## SUPPLIED MATERIAL
※ ※ ※

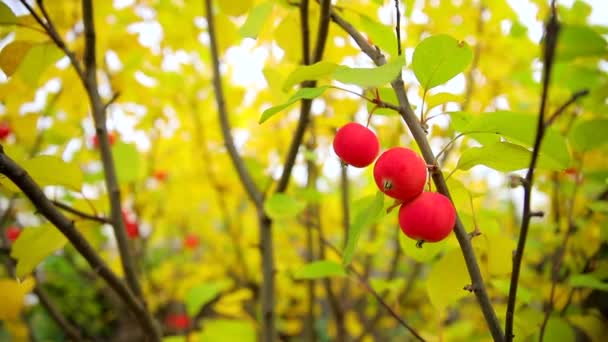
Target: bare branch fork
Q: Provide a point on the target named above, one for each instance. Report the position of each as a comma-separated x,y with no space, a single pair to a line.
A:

※ ※ ※

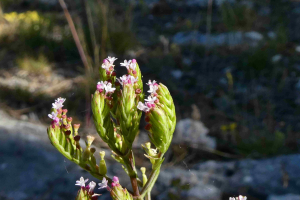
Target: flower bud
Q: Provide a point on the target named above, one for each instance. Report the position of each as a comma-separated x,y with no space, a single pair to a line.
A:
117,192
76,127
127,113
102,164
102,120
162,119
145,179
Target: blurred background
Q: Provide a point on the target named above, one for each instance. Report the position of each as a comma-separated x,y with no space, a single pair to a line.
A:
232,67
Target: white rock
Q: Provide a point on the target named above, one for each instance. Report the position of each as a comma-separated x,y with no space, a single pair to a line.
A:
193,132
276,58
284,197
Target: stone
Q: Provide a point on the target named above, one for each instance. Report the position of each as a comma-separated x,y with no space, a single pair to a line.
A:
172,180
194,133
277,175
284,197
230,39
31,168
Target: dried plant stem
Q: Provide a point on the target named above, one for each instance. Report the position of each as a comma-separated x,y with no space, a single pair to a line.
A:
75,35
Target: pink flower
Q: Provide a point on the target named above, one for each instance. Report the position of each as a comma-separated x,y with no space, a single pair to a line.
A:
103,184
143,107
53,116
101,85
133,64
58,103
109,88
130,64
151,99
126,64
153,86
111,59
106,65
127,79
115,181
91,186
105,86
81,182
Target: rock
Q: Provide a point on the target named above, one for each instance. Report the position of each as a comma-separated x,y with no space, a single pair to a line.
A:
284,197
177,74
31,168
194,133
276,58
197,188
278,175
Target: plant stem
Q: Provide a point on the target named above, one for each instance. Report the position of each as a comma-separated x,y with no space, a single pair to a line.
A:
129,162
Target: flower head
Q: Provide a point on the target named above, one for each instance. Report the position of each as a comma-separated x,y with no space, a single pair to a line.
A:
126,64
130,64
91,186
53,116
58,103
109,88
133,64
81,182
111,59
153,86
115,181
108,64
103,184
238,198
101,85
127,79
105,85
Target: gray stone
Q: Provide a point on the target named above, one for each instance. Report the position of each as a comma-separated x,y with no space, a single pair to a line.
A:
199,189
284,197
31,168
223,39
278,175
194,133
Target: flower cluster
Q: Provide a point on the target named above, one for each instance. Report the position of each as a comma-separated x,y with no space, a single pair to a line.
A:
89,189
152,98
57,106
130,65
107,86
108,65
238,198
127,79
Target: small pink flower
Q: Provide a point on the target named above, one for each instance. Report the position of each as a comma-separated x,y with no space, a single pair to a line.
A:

※ ※ ※

## THE EXERCISE
Tally the lines in the entries above that contain the string "plant", treating uppercase and lowercase letters as different. Reply with the number alone.

## TASK RESPONSE
2